-- Opening Marker --
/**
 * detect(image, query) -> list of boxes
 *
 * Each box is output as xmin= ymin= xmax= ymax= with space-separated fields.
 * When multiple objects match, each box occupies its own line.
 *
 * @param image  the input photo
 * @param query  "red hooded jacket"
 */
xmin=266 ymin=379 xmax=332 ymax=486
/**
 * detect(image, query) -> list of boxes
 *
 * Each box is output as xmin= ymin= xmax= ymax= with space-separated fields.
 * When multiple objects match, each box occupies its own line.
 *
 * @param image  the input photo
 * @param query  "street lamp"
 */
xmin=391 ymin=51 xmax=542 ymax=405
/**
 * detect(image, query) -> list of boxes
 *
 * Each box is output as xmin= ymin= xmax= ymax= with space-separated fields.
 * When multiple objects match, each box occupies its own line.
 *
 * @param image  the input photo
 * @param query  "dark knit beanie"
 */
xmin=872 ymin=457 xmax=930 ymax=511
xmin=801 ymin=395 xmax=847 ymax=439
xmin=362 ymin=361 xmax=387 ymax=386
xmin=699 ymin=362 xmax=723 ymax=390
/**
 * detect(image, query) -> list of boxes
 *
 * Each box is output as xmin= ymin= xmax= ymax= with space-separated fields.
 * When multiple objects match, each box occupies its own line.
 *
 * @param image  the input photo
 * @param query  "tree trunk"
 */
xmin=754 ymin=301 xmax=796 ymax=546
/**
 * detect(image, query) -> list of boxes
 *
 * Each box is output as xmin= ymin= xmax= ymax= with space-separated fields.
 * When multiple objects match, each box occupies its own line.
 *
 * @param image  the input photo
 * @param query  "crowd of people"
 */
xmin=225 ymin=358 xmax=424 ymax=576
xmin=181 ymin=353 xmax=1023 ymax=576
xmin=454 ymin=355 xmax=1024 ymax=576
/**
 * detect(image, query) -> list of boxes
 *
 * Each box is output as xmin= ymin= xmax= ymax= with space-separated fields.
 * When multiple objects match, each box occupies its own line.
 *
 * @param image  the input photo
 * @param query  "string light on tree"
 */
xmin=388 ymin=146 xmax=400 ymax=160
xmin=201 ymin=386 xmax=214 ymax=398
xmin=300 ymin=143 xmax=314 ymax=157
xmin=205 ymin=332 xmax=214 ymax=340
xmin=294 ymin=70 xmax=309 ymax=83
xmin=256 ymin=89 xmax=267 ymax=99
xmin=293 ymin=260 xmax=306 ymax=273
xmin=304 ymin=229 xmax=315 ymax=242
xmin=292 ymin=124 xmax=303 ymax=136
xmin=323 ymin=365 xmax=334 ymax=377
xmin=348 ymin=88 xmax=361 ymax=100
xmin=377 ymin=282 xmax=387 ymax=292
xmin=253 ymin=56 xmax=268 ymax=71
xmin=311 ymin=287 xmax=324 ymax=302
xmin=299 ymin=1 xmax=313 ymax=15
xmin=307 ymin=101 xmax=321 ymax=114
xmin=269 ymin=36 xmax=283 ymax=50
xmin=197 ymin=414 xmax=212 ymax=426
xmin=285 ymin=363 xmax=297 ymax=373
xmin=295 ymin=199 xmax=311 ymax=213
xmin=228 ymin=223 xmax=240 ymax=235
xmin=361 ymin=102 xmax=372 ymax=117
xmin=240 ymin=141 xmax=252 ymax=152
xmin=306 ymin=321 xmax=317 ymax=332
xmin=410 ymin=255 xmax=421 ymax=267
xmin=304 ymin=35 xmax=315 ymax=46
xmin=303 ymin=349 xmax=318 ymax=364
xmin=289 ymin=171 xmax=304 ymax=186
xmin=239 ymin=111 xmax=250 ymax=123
-- Closing Marker --
- _GOAL OF THE EXERCISE_: Exactly as written, transcribe every line shown above.

- _ANSWER BOX_:
/**
 * detect(image, query) -> list of boxes
 *
 * Each box is output as xmin= ymin= xmax= ymax= with space-separated fields.
 * When multiple objects match, each box occupies its own line.
 *
 * @param image  the input photo
 * @param query  "red hooded jacket"
 */
xmin=266 ymin=379 xmax=332 ymax=486
/**
 * detect(image, query) -> list of boxes
 *
 * Each box is output as xmin= ymin= xmax= ymax= with space-separated fields.
 * When multiple objects match, each box occupies its own line.
 *
 * @param image  the input photo
 * @param query  "street lamp"
 */
xmin=391 ymin=51 xmax=542 ymax=405
/**
 * detect(image, query) -> list of boxes
 *
 * Each box is output as xmin= ymin= xmax= ymax= with space-separated fields.
 * When multiple objects match, each box occupies its own line.
 *
 * @param image  the input photo
 * @param query  "dark knit beanie"
 */
xmin=872 ymin=457 xmax=930 ymax=511
xmin=801 ymin=395 xmax=847 ymax=439
xmin=362 ymin=361 xmax=387 ymax=386
xmin=699 ymin=362 xmax=723 ymax=390
/**
 * detect(image, query) -> list of boxes
 *
 * Each box is output as xmin= ymin= xmax= ymax= with space-separated fields.
 * When multiple objects match, each box occupies its own line.
 *
 * @param image  the input photo
 * @param query  "tree trunk"
 */
xmin=754 ymin=301 xmax=796 ymax=546
/**
 * detect(image, query) -> list of boxes
 *
 * Each box is output as xmin= ymin= xmax= ymax= with space-separated fields.
 * When multiple objects match, each box occupies its own line.
 *
 * @param image  the input photo
 * @param query  "crowd of people"
 */
xmin=225 ymin=358 xmax=424 ymax=576
xmin=181 ymin=353 xmax=1023 ymax=576
xmin=454 ymin=355 xmax=1024 ymax=576
/**
 * detect(image, query) -> list of boxes
 *
 * Each box is output as xmin= ymin= xmax= ymax= with space-separated fields.
 * When multiple objects match, each box occupies its own line.
 *
 * @param image  the input photo
 * @param query  "string light on tree"
 */
xmin=388 ymin=146 xmax=400 ymax=160
xmin=201 ymin=386 xmax=214 ymax=398
xmin=300 ymin=143 xmax=314 ymax=157
xmin=205 ymin=332 xmax=214 ymax=340
xmin=294 ymin=70 xmax=309 ymax=83
xmin=256 ymin=89 xmax=267 ymax=99
xmin=293 ymin=260 xmax=306 ymax=273
xmin=304 ymin=229 xmax=315 ymax=242
xmin=292 ymin=124 xmax=303 ymax=136
xmin=323 ymin=365 xmax=334 ymax=377
xmin=348 ymin=88 xmax=361 ymax=100
xmin=377 ymin=282 xmax=387 ymax=292
xmin=253 ymin=56 xmax=268 ymax=71
xmin=311 ymin=287 xmax=324 ymax=302
xmin=299 ymin=1 xmax=313 ymax=15
xmin=307 ymin=101 xmax=321 ymax=114
xmin=269 ymin=36 xmax=283 ymax=50
xmin=197 ymin=414 xmax=212 ymax=426
xmin=285 ymin=363 xmax=297 ymax=373
xmin=295 ymin=199 xmax=311 ymax=213
xmin=228 ymin=223 xmax=240 ymax=235
xmin=361 ymin=102 xmax=372 ymax=117
xmin=240 ymin=141 xmax=252 ymax=152
xmin=306 ymin=321 xmax=317 ymax=332
xmin=410 ymin=255 xmax=421 ymax=267
xmin=304 ymin=35 xmax=315 ymax=46
xmin=303 ymin=349 xmax=318 ymax=364
xmin=289 ymin=171 xmax=304 ymax=186
xmin=239 ymin=111 xmax=250 ymax=123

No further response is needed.